» What you will do:
In the data below, edit the lines between the one containing "Task: annotate a point on every instance of the tower" and the one containing "(1120, 260)", inclusive, so that "tree line" becomes "forest edge" and nothing else changes. Return only those lines.

» Extracted material:

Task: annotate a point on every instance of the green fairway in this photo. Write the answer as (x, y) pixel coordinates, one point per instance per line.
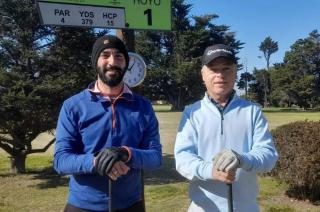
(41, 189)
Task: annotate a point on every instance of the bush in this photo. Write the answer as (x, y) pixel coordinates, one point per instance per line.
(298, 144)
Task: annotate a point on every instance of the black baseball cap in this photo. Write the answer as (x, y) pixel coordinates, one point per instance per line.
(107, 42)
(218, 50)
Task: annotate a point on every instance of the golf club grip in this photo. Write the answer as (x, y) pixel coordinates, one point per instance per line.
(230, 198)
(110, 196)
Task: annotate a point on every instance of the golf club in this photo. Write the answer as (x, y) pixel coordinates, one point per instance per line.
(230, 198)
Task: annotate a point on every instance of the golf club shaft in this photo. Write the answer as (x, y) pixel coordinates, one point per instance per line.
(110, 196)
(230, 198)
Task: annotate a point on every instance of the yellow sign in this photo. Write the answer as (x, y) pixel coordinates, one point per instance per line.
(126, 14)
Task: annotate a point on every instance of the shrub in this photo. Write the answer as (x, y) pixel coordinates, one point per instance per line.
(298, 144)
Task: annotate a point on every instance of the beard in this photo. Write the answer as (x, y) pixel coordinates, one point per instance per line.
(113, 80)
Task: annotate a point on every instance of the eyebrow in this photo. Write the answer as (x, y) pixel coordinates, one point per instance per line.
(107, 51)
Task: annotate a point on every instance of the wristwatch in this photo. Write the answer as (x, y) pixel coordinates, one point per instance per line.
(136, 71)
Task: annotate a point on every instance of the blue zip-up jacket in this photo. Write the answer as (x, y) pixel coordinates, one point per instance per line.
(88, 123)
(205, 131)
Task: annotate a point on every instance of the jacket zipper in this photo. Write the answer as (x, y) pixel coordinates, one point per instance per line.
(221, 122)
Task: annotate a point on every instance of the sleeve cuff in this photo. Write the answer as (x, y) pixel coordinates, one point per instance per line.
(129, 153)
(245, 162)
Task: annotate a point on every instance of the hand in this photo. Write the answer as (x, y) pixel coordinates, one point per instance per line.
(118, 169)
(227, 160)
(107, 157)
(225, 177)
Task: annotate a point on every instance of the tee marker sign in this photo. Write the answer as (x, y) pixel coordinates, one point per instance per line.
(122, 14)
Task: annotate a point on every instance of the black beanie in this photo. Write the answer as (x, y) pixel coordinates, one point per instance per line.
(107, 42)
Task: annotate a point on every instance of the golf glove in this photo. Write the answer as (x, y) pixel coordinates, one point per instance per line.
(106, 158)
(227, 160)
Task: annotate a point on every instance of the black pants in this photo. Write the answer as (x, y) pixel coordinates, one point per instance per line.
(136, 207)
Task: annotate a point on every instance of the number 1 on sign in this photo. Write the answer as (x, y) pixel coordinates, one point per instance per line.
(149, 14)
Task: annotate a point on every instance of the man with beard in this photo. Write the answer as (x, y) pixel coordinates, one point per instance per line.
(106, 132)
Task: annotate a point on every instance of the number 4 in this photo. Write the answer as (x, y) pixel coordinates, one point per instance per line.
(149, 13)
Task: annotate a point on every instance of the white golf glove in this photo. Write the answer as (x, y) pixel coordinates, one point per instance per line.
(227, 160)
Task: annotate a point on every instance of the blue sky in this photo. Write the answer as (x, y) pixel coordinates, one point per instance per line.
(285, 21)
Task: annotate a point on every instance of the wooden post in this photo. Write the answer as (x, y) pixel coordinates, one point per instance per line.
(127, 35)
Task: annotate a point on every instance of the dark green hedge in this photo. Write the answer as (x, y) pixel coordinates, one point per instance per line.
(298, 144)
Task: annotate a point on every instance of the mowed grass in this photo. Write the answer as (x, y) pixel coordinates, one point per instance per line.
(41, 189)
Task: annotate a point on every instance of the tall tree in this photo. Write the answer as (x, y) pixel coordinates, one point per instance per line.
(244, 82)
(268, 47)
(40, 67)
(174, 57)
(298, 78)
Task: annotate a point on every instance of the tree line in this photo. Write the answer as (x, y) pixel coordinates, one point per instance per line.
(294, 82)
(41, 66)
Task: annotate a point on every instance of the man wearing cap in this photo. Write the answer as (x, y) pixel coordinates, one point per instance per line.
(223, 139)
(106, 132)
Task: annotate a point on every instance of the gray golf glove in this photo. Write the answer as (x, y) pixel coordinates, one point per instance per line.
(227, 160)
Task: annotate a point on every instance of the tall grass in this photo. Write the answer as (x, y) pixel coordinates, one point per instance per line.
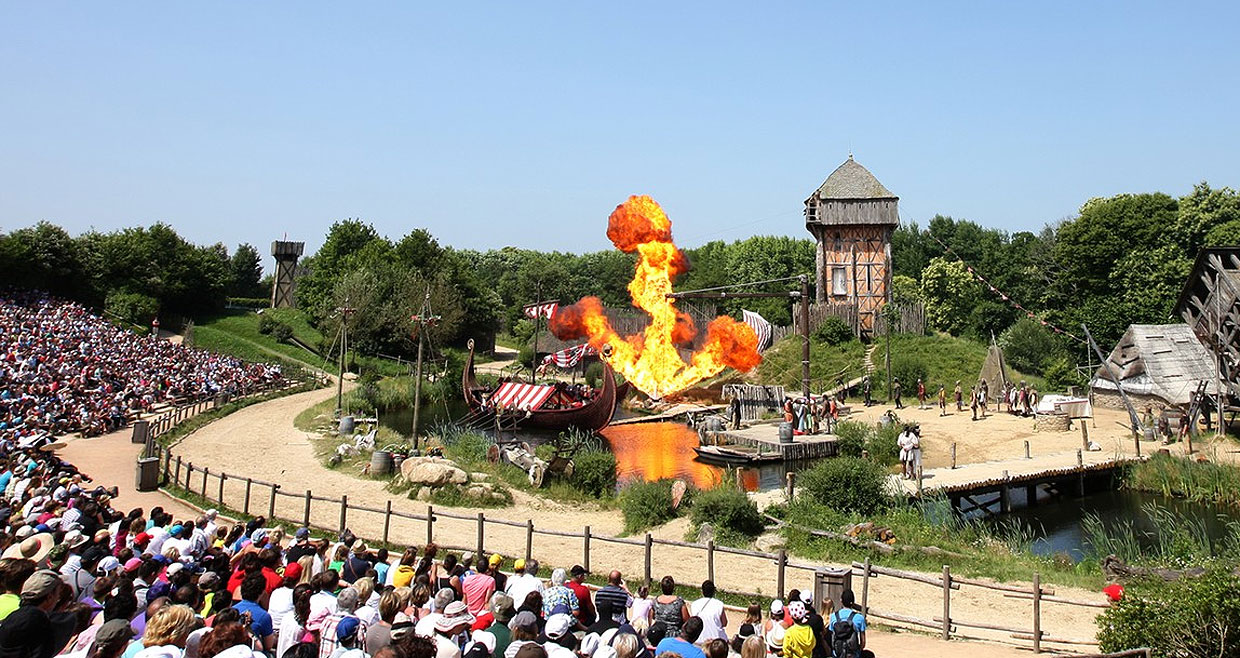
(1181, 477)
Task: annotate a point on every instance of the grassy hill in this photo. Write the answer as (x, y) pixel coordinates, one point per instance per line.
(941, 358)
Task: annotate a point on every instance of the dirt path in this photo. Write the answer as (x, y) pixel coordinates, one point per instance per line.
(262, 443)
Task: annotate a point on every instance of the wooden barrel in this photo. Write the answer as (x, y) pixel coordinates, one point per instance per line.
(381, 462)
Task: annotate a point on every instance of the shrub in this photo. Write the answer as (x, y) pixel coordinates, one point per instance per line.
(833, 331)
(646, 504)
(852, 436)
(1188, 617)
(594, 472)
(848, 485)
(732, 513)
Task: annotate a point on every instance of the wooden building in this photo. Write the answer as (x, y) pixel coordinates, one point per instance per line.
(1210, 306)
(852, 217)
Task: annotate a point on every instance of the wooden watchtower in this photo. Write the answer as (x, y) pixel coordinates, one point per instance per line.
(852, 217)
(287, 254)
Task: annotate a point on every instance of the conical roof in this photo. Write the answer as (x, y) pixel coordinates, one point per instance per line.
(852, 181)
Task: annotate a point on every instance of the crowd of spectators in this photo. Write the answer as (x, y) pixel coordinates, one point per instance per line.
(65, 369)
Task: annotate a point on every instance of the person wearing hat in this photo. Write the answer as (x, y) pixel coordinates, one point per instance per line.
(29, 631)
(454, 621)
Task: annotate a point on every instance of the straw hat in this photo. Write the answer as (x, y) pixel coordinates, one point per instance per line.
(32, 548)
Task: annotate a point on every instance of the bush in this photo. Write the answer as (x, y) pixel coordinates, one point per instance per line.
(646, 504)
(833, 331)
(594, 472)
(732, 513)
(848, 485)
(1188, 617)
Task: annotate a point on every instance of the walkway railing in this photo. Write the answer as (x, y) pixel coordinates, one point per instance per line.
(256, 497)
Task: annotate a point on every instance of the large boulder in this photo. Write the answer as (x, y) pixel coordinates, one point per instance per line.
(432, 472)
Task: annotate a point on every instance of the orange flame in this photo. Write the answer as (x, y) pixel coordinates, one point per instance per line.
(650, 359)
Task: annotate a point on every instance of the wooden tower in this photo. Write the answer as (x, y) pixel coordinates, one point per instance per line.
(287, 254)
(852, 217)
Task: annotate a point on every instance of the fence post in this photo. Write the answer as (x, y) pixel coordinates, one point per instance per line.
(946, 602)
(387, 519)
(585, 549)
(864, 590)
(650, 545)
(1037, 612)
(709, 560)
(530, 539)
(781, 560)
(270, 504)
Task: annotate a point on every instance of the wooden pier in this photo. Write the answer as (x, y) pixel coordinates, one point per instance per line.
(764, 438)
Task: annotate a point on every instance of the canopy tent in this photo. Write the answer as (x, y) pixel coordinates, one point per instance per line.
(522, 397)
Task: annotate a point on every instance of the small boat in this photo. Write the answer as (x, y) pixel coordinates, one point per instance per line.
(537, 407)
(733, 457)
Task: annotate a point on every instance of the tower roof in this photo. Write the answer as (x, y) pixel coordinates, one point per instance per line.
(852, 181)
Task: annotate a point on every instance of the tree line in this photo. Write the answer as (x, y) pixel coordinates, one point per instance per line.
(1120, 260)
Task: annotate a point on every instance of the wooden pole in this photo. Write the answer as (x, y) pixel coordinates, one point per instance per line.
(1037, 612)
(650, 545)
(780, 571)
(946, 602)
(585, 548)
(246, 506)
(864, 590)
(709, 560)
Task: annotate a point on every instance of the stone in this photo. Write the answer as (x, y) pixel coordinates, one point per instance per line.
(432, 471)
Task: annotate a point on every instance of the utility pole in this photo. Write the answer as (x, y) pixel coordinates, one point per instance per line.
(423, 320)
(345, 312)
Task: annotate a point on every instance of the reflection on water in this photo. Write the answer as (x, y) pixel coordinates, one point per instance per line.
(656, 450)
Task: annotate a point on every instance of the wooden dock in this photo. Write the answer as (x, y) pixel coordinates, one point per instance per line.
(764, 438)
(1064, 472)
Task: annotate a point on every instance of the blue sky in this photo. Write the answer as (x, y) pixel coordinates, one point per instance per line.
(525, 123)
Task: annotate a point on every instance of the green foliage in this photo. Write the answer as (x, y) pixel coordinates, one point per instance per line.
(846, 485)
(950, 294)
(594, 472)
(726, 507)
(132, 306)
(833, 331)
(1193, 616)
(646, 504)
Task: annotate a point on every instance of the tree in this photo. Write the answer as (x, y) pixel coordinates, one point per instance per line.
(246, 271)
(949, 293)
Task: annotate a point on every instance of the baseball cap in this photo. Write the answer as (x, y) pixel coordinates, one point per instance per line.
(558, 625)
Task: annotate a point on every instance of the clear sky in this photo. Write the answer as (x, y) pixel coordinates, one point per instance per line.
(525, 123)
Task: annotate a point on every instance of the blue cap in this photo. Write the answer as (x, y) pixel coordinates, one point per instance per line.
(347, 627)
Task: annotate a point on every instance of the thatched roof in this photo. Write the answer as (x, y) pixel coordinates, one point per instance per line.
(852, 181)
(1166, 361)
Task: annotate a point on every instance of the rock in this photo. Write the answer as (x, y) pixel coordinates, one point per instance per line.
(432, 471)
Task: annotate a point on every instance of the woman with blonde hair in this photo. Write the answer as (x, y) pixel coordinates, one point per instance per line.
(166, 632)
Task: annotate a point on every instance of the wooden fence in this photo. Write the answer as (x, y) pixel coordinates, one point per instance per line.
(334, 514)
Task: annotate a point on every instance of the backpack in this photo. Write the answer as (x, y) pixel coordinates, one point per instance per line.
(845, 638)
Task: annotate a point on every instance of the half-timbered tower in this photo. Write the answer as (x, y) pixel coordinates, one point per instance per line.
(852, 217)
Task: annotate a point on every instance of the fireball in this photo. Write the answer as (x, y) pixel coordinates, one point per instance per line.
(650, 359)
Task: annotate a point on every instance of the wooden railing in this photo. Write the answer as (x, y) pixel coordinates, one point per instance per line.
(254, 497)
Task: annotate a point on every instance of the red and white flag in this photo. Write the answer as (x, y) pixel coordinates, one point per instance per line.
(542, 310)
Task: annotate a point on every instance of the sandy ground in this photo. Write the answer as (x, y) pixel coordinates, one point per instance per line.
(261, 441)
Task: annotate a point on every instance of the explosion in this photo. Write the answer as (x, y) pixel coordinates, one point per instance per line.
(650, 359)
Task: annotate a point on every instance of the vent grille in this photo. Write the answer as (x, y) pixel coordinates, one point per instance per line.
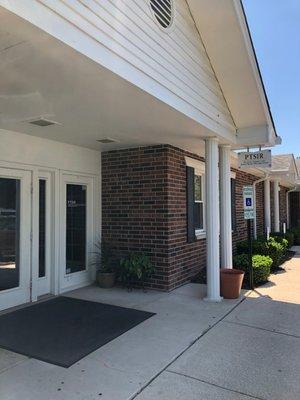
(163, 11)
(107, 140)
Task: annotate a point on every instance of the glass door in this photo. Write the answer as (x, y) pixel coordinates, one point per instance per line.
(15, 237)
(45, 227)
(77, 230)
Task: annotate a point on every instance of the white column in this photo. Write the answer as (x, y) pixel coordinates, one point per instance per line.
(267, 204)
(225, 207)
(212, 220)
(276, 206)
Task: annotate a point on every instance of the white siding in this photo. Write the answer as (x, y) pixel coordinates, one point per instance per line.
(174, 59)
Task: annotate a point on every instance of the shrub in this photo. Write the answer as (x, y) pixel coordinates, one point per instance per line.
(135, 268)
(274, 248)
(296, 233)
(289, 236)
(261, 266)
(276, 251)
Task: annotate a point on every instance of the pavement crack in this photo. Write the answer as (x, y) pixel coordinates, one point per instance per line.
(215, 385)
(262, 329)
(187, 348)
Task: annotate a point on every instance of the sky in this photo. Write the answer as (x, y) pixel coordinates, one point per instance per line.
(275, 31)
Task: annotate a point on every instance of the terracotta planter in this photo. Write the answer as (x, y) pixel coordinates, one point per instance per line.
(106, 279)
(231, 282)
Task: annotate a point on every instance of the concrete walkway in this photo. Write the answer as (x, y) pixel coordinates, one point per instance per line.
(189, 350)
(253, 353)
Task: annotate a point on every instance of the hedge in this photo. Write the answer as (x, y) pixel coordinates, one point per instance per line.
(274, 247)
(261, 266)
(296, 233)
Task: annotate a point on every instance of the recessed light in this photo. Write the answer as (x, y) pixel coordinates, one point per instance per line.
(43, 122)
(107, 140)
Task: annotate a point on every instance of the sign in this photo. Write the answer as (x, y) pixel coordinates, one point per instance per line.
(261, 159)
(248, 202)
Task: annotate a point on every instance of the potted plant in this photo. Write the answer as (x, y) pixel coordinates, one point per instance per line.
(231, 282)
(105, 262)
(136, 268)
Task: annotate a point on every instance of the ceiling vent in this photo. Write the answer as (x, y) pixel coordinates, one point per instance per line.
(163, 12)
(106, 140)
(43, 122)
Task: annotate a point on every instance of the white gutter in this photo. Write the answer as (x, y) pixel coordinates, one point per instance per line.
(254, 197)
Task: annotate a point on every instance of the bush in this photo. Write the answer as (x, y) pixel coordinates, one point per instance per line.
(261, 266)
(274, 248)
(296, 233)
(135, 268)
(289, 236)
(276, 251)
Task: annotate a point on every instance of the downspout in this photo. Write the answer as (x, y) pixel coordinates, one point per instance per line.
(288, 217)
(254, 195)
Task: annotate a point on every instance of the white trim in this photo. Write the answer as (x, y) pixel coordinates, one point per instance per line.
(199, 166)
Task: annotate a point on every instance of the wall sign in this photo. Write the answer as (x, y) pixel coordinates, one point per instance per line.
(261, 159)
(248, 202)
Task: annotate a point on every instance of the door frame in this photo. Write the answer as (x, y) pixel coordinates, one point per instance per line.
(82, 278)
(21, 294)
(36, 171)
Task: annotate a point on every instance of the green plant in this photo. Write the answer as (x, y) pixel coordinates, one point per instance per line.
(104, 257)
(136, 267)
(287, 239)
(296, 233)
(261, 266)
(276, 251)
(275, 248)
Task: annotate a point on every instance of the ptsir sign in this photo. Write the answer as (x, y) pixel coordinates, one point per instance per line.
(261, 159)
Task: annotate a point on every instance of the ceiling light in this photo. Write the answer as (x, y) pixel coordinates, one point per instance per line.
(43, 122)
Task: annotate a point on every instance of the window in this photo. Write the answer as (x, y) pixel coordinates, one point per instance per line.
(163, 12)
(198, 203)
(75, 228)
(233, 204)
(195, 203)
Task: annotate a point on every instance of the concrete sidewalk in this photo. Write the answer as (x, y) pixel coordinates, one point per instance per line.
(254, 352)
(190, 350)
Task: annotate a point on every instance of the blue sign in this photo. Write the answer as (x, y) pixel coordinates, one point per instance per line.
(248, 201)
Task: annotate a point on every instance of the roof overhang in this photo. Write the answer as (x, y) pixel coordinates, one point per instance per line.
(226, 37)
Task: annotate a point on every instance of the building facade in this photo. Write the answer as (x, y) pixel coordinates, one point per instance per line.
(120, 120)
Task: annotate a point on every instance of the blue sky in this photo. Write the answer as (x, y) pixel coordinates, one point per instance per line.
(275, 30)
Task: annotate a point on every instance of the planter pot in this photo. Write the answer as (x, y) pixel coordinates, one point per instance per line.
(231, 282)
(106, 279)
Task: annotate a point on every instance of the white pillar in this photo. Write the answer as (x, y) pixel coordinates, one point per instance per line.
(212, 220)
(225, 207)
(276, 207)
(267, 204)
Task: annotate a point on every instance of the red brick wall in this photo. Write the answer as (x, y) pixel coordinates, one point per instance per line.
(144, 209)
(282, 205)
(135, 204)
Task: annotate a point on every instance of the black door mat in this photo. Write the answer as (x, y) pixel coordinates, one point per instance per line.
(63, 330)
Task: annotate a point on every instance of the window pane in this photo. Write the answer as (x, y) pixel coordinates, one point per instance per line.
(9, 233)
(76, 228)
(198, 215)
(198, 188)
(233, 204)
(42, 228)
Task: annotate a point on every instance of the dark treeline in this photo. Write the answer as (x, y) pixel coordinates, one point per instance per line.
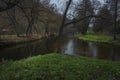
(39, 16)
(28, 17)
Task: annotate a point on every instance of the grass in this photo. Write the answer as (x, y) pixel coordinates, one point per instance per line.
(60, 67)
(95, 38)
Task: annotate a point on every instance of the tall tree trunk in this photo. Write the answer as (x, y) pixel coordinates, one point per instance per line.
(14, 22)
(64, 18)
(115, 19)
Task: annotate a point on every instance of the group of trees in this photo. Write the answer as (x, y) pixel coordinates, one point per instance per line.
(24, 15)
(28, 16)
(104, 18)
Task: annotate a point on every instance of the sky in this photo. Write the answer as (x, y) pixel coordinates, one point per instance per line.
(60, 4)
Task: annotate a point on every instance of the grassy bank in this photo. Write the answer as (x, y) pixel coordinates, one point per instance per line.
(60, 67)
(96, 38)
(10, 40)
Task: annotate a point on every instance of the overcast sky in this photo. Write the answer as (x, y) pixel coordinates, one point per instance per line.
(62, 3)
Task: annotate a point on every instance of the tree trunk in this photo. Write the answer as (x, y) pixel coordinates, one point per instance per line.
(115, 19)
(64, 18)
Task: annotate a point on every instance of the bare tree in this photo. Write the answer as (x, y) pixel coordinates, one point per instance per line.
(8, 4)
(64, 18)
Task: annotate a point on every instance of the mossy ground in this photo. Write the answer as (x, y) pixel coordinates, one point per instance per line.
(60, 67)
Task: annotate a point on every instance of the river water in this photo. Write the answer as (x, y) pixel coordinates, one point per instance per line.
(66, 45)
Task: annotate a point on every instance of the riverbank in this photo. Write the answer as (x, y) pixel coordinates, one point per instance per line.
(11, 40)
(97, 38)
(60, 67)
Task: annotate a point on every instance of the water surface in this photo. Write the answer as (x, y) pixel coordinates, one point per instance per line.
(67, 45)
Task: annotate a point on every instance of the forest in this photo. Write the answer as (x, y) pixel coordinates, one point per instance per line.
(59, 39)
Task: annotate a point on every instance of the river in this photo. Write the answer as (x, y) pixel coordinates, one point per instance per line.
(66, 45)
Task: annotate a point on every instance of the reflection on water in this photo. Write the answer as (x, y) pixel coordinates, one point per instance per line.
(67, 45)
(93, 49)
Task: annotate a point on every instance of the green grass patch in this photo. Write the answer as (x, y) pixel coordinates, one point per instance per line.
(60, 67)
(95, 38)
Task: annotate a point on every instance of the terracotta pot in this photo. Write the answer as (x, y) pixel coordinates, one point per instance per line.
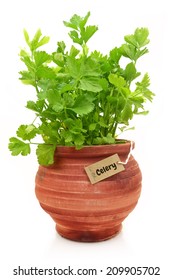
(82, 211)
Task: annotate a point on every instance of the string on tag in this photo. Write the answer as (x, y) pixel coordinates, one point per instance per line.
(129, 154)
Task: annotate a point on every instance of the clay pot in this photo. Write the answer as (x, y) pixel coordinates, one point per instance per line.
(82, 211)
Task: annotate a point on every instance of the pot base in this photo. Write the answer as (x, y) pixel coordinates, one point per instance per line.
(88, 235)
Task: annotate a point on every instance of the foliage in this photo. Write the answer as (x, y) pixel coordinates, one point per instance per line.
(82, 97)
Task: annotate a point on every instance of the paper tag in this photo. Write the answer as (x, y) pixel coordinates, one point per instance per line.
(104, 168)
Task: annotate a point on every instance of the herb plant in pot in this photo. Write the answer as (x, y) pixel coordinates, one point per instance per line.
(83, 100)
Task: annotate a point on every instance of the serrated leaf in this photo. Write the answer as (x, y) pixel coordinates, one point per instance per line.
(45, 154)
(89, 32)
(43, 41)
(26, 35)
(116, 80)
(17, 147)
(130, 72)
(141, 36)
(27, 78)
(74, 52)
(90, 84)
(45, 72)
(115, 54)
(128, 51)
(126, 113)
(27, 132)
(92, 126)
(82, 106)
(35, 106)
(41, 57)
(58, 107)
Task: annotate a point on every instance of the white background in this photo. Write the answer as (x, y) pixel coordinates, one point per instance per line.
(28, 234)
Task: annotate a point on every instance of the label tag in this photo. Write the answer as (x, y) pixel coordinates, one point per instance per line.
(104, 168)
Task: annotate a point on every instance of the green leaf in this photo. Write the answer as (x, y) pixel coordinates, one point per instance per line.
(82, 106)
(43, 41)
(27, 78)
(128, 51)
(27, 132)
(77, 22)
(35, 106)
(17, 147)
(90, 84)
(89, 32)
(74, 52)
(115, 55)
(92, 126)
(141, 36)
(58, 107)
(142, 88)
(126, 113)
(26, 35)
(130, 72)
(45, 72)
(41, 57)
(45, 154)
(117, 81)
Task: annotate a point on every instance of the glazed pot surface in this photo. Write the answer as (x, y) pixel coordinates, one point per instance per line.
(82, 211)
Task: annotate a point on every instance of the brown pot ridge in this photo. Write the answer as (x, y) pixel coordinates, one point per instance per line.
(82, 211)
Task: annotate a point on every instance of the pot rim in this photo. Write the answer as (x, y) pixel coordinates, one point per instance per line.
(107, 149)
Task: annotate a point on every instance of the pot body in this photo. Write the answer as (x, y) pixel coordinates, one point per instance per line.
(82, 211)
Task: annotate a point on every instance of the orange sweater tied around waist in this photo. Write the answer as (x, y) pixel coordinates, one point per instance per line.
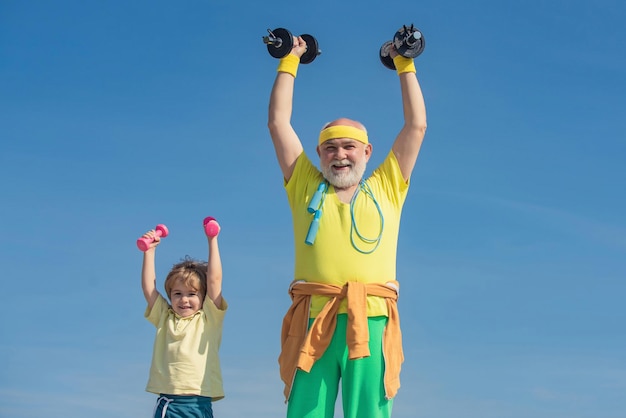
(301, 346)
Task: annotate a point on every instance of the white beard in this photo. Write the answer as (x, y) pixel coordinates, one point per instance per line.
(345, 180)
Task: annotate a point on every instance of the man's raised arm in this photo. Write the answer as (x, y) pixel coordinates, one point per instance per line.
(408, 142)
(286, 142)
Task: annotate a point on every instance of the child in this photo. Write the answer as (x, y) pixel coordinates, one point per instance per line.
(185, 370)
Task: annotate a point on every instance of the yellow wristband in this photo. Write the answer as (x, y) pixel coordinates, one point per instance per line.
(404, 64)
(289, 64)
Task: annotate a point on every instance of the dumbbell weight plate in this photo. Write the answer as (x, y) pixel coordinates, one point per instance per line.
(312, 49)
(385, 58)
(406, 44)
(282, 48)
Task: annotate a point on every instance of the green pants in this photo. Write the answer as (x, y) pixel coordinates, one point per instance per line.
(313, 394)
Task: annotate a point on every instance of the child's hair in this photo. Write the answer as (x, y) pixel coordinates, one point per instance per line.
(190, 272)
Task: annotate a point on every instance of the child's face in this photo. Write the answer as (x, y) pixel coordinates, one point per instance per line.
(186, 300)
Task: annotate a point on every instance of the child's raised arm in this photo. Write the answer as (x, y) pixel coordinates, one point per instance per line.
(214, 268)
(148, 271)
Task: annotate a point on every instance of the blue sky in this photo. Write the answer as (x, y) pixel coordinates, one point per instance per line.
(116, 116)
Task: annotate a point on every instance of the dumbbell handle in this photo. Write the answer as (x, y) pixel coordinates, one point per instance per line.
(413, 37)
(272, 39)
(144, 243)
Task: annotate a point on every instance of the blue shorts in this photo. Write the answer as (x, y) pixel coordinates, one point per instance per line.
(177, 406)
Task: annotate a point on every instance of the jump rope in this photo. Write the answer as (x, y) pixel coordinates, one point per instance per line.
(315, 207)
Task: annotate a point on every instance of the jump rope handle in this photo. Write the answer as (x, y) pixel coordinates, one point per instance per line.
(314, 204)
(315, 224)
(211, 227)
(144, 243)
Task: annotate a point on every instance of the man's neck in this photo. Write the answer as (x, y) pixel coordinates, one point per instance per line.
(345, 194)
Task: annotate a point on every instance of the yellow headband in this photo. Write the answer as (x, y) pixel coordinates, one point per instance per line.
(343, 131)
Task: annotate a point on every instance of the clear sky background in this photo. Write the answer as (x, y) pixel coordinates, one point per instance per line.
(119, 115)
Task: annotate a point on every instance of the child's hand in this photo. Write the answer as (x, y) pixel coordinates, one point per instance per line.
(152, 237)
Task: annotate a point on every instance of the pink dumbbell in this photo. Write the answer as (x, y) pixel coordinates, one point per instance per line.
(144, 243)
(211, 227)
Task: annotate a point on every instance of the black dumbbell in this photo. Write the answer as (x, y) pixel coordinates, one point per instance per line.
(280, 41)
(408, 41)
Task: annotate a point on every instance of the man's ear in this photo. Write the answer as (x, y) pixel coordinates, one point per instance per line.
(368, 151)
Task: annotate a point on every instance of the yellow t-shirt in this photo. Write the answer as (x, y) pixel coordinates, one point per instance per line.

» Solution to this problem:
Task: annotate a point on every instance of the tower roof in this photo. Write the answer as (x, y) pixel coordinates, one point per instance per line.
(852, 181)
Task: annotate a point on every instance of the forest edge in this photo. Write the answer as (x, y) pixel coordinates, one point per instance per line.
(1120, 260)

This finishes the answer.